2. Sora leverages the re-captioning technique from DALL-E 3 by leveraging GPT to turn short user prompts into longer detailed captions that are sent to the video model. Although it remains unclear whether they employ GPT-4 or another internal model, it stands to reason that they have access to a superior captioning model compared to others.

This is not to say that inertia and resources are the only factors that is differentiating OpenAI, they may have access to much better talent pool but that is hard to gauge from the outside.

Imnimo · 2 years ago

https://openai.com/sora?video=big-sur

In this video, there's extremely consistent geometry as the camera moves, but the texture of the trees/shrubs on the top of the cliff on the left seems to remain very flat, reminiscent of low-poly geometry in games.

I wonder if this is an artifact of the way videos are generated. Is the model separating scene geometry from camera? Maybe some sort of video-NeRF or Gaussian Splatting under the hood?

ethbr1 · 2 years ago

Curious about what current SotA is on physics-infusing generation. Anyone have paper links?

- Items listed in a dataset
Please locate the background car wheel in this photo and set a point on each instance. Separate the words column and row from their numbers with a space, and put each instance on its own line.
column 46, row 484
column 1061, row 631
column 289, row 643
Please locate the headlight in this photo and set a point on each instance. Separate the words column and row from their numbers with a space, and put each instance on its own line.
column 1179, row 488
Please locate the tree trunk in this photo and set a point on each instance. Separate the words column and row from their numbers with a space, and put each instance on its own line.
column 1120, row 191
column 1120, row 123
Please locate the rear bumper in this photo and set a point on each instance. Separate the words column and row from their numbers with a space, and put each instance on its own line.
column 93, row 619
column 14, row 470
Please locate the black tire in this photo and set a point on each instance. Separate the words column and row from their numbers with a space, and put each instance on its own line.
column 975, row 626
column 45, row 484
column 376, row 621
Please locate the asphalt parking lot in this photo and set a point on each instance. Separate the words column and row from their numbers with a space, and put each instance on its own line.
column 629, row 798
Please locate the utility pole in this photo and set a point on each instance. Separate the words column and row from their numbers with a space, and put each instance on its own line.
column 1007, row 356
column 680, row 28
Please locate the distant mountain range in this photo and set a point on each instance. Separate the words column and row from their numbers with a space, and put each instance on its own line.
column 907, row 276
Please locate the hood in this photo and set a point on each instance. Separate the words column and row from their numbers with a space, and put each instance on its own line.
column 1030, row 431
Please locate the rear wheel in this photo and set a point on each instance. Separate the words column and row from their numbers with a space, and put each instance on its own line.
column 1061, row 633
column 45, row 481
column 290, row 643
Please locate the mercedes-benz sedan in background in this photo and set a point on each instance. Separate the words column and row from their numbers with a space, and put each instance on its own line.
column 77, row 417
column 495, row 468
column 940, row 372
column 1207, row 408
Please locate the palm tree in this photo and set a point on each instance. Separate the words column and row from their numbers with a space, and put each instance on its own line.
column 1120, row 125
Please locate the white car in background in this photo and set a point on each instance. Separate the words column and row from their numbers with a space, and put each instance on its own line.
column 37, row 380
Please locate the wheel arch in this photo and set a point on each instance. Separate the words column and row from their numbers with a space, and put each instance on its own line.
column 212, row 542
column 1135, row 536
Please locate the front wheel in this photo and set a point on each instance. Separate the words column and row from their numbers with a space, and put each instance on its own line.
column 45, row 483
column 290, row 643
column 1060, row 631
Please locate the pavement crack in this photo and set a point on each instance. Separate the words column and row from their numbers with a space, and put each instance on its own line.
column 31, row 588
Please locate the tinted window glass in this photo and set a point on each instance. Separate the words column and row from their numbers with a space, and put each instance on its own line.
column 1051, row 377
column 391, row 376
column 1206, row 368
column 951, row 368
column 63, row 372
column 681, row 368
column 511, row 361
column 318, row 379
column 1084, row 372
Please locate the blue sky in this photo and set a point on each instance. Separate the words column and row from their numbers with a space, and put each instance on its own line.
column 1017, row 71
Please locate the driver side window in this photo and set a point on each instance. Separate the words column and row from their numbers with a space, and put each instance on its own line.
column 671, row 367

- Complete the following
(a) Answer these questions about the forum thread on Sora:
(i) What technique from DALL-E 3 does Sora leverage, according to the thread?
(ii) In the Big Sur video, what is the flat texture of the trees/shrubs on the left cliff top reminiscent of?
(iii) Which two techniques does Imnimo suggest might be under the hood?
(b) Copy out the part of the forum thread on Sora from "I wonder if" up to and including "under the hood?".
(c) Continue the forum thread on Sora from the point where it stops.

- Numbered answers
(a)
(i) The re-captioning technique, which uses GPT to turn short user prompts into longer detailed captions that are sent to the video model.
(ii) Low-poly geometry in games.
(iii) Some sort of video-NeRF or Gaussian Splatting.

(b)
I wonder if this is an artifact of the way videos are generated. Is the model separating scene geometry from camera? Maybe some sort of video-NeRF or Gaussian Splatting under the hood?

(c)
OpenAi has a few details:

>> The current model has weaknesses. It may struggle with accurately simulating the physics of a complex scene, and may not understand specific instances of cause and effect. For example, a person might take a bite out of a cookie, but afterward, the cookie may not have a bite mark.

>> Similar to GPT models, Sora uses a transformer architecture, unlocking superior scaling performance.

>> We represent videos and images as collections of smaller units of data called patches, each of which is akin to a token in GPT. By unifying how we represent data, we can train diffusion transformers on a wider range of visual data than was possible before, spanning different durations, resolutions and aspect ratios.

>> Sora builds on past research in DALL·E and GPT models. It uses the recaptioning technique from DALL·E 3, which involves generating highly descriptive captions for the visual training data. As a result, the model is able to follow the user’s text instructions in the generated video more faithfully.

The implied facts that it understands physics of simple scenes and any instances of cause and effect are impressive!

Although I assume that's been SotA-possible for awhile, and I just hadn't heard?

msoad · 2 years ago

On the announcement page, it specifically says Sora does not understand physics

nuz · 2 years ago

I saw similar artifacts in dalle-1 a lot (as if the image was pasted onto geometry). Definitely wouldn't surprise me if they use synthetic rasterized data to in the training, which could totally create artifacts like this.

thomastjeffery · 2 years ago

The model is essentially doing nothing but dreaming.

I suspect that anything that looks like familiar 3D-rendering limitations is probably a result of the training dataset simply containing a lot of actual 3D-rendered content.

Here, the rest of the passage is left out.